start
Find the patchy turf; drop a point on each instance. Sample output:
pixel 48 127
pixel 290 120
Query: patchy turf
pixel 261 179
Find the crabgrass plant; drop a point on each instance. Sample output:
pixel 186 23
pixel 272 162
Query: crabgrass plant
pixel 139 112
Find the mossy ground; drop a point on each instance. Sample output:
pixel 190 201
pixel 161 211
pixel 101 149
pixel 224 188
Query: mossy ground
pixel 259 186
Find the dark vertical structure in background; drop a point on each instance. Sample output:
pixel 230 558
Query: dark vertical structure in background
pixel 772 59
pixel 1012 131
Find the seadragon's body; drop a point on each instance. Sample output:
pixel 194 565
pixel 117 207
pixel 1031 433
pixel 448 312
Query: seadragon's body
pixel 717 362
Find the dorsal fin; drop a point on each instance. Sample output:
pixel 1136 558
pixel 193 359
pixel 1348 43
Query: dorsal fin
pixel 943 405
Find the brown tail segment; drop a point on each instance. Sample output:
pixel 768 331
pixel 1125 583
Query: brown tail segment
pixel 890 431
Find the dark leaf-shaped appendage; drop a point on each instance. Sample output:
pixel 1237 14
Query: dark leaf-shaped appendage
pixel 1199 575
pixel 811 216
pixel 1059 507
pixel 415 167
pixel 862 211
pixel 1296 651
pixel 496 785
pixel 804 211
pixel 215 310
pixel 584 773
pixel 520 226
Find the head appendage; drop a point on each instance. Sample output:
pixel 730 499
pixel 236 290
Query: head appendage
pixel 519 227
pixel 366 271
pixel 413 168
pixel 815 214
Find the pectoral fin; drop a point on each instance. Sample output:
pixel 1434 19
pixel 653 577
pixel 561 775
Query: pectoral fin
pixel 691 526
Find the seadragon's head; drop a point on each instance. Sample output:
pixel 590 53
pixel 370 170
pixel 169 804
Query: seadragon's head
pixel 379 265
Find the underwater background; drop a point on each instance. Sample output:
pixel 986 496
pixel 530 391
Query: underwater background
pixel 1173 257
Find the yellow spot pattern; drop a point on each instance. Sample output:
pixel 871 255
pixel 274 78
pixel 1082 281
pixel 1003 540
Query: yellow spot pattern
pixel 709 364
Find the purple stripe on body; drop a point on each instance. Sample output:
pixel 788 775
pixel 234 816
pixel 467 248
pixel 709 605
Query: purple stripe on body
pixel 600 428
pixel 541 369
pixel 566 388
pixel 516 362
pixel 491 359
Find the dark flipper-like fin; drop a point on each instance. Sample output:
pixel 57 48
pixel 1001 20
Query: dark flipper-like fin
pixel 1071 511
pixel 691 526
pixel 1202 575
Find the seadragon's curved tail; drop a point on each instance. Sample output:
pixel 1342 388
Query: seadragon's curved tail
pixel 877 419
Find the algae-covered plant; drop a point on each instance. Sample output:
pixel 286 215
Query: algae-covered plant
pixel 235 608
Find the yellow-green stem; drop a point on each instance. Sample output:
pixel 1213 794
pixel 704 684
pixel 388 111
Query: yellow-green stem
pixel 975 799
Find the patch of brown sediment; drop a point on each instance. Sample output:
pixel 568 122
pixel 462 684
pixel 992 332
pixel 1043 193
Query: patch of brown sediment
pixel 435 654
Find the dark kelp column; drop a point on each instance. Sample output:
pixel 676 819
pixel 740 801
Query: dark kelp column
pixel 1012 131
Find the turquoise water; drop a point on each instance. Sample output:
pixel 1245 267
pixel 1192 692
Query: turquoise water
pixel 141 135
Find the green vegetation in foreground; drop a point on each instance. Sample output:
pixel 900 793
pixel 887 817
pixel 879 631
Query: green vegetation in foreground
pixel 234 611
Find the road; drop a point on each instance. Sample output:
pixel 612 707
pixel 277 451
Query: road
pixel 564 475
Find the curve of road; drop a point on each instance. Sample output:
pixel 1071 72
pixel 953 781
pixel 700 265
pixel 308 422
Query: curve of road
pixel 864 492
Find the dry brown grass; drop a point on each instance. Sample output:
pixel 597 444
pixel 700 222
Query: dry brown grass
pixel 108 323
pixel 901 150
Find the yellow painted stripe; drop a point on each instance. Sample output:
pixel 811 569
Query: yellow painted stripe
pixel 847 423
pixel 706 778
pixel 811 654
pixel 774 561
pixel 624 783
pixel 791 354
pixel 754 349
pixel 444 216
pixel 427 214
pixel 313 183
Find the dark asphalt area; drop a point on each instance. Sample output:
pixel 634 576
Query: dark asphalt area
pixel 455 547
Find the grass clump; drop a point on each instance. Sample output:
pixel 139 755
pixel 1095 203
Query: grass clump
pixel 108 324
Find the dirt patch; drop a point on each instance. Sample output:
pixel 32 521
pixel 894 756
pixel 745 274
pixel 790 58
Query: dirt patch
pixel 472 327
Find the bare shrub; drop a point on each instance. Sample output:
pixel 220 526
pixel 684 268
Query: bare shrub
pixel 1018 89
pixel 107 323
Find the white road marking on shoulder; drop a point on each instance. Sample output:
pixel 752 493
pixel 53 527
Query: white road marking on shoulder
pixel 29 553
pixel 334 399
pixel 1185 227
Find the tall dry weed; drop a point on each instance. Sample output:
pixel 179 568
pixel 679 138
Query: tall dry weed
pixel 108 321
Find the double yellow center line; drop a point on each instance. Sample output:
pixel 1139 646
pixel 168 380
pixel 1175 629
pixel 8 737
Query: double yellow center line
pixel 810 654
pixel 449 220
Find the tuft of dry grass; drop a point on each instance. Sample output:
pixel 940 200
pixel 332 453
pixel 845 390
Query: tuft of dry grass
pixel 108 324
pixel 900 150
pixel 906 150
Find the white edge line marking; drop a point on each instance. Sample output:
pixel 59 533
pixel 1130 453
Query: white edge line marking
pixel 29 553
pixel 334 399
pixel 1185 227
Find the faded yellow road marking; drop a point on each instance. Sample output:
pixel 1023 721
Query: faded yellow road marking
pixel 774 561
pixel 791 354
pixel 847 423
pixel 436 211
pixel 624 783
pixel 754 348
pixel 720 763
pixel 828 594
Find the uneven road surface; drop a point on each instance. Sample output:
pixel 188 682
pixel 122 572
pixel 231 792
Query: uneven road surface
end
Copy out all of the lines above, character for character, without changing anything.

Find the patchy turf; drop a point on each instance. Sample output:
pixel 48 127
pixel 290 120
Query: patchy turf
pixel 261 179
Find the crabgrass plant; drop a point on each instance. Sample output:
pixel 186 23
pixel 272 162
Query: crabgrass plant
pixel 139 112
Find the mossy ground; drop a point on each instance. Sample output:
pixel 190 201
pixel 161 211
pixel 101 149
pixel 224 188
Query: mossy ground
pixel 259 186
Find the dark vertical structure in background; drop a point on each instance. Sample output:
pixel 230 558
Query: dark vertical structure in background
pixel 772 59
pixel 1012 131
Find the seadragon's body; drop a point on each instance. Sample output:
pixel 194 565
pixel 117 207
pixel 1031 433
pixel 448 312
Query: seadragon's body
pixel 717 362
Find the dorsal fin; drop a point on each instance. Sample output:
pixel 1136 558
pixel 193 359
pixel 1348 43
Query: dorsal fin
pixel 943 405
Find the brown tail segment; drop a point on each instance. Sample output:
pixel 768 331
pixel 1125 583
Query: brown tail segment
pixel 890 431
Find the dark leaf-shaped appendage; drop a point on each instance. Sample output:
pixel 1237 14
Query: dark leaf-shaped appendage
pixel 1199 575
pixel 811 216
pixel 1059 507
pixel 415 167
pixel 862 211
pixel 1296 651
pixel 496 785
pixel 804 211
pixel 215 310
pixel 584 773
pixel 520 226
Find the head appendage; drop a point on each instance. Sample output:
pixel 730 499
pixel 236 290
Query: head appendage
pixel 519 227
pixel 366 271
pixel 413 168
pixel 815 214
Find the pectoral fin; drop a point on each instance. Sample output:
pixel 1434 19
pixel 653 577
pixel 561 775
Query: pectoral fin
pixel 691 526
Find the seadragon's head; drop a point on each instance. Sample output:
pixel 590 53
pixel 370 170
pixel 169 804
Query: seadragon's head
pixel 379 265
Find the underwater background; drop a point on each instance. Sample output:
pixel 986 496
pixel 530 391
Query: underwater background
pixel 1173 257
Find the yellow spot pattern; drop a point on each instance. Sample output:
pixel 871 255
pixel 274 78
pixel 1082 281
pixel 1003 540
Query: yellow spot pattern
pixel 709 364
Find the purple stripe on body; drop a point on each instance. Sample output:
pixel 788 775
pixel 234 816
pixel 467 248
pixel 709 605
Query: purple stripe on body
pixel 600 428
pixel 541 369
pixel 566 388
pixel 516 362
pixel 491 359
Find the dark flipper-like fin; drop a point on each instance. Sample output:
pixel 57 48
pixel 1001 20
Query: dark flipper-like fin
pixel 1071 511
pixel 691 526
pixel 1202 575
Find the seadragon's curved tail; drop a point on each instance. Sample output:
pixel 1342 388
Query: seadragon's curved tail
pixel 877 419
Find the algae-covered plant; drop a point on each instance. Sample output:
pixel 286 215
Query: algae-covered plant
pixel 235 608
Find the yellow-green stem; drop a point on each instance. Sample output:
pixel 1213 794
pixel 704 684
pixel 388 111
Query: yellow-green stem
pixel 975 799
Find the patch of brown sediment; drop a point on each instance. Sample output:
pixel 568 122
pixel 462 684
pixel 992 332
pixel 1043 193
Query: patch of brown sediment
pixel 435 654
Find the dark kelp column; drop a point on each instance. Sample output:
pixel 676 819
pixel 740 801
Query: dark kelp column
pixel 1012 131
Find the turquoise water; drop a point on each instance. Sample output:
pixel 1245 267
pixel 1192 692
Query: turquoise water
pixel 141 135
Find the green vegetation in foreground; drop a point on each instance. Sample output:
pixel 900 793
pixel 887 817
pixel 879 631
Query: green vegetation in foreground
pixel 234 611
Find the road; drop a point on each instance. Sample output:
pixel 612 707
pixel 277 451
Query: road
pixel 564 475
Find the curve of road; drop a point on each instance. Sample output:
pixel 1071 72
pixel 953 781
pixel 700 265
pixel 308 422
Query: curve of road
pixel 864 492
Find the dry brown grass; drop a point on each instance. Sample output:
pixel 597 444
pixel 700 222
Query: dry brown grass
pixel 108 323
pixel 901 150
Find the yellow painted stripe; drop a point on each instance. Sample output:
pixel 811 569
Query: yellow painted stripe
pixel 847 423
pixel 706 778
pixel 811 654
pixel 774 561
pixel 624 783
pixel 791 354
pixel 754 349
pixel 444 216
pixel 427 214
pixel 313 183
Find the dark asphalt area; drop a point on each instance. Sample output:
pixel 634 576
Query: dark asphalt area
pixel 455 547
Find the grass clump; drop a point on each instance. Sample output:
pixel 139 755
pixel 1095 203
Query: grass clump
pixel 108 324
Find the dirt patch; drop a point on each instance. Sample output:
pixel 32 521
pixel 894 756
pixel 745 274
pixel 790 58
Query: dirt patch
pixel 472 327
Find the bare shrub; drop a point on each instance. Sample output:
pixel 220 526
pixel 684 268
Query: bare shrub
pixel 1018 89
pixel 107 323
Find the white road marking on shoulder; drop a point on each instance. Sample output:
pixel 752 493
pixel 53 527
Query: white road marking on shoulder
pixel 29 553
pixel 334 399
pixel 1185 227
Find the tall dry weed; drop a point on each instance. Sample output:
pixel 179 568
pixel 679 138
Query: tall dry weed
pixel 108 321
Find the double yellow center line; drop a point on each instance. Sample output:
pixel 1139 646
pixel 168 380
pixel 1175 629
pixel 8 737
Query: double yellow center line
pixel 810 654
pixel 449 220
Find the tuft of dry grass; drop a point on each instance. Sample output:
pixel 940 200
pixel 332 453
pixel 845 390
Query: tuft of dry grass
pixel 108 324
pixel 900 150
pixel 906 150
Find the white edge line marking; drop a point on each instance. Sample output:
pixel 59 533
pixel 1130 453
Query: white edge line marking
pixel 29 553
pixel 334 399
pixel 1185 227
Find the faded yellow road marking; drop a point on each instance. Sample output:
pixel 1023 721
Query: faded yellow road marking
pixel 774 561
pixel 791 354
pixel 847 423
pixel 436 211
pixel 624 783
pixel 754 348
pixel 720 763
pixel 828 594
Find the uneven road surface; drop a point on each instance. Sample output:
pixel 188 682
pixel 122 572
pixel 231 792
Query: uneven road surface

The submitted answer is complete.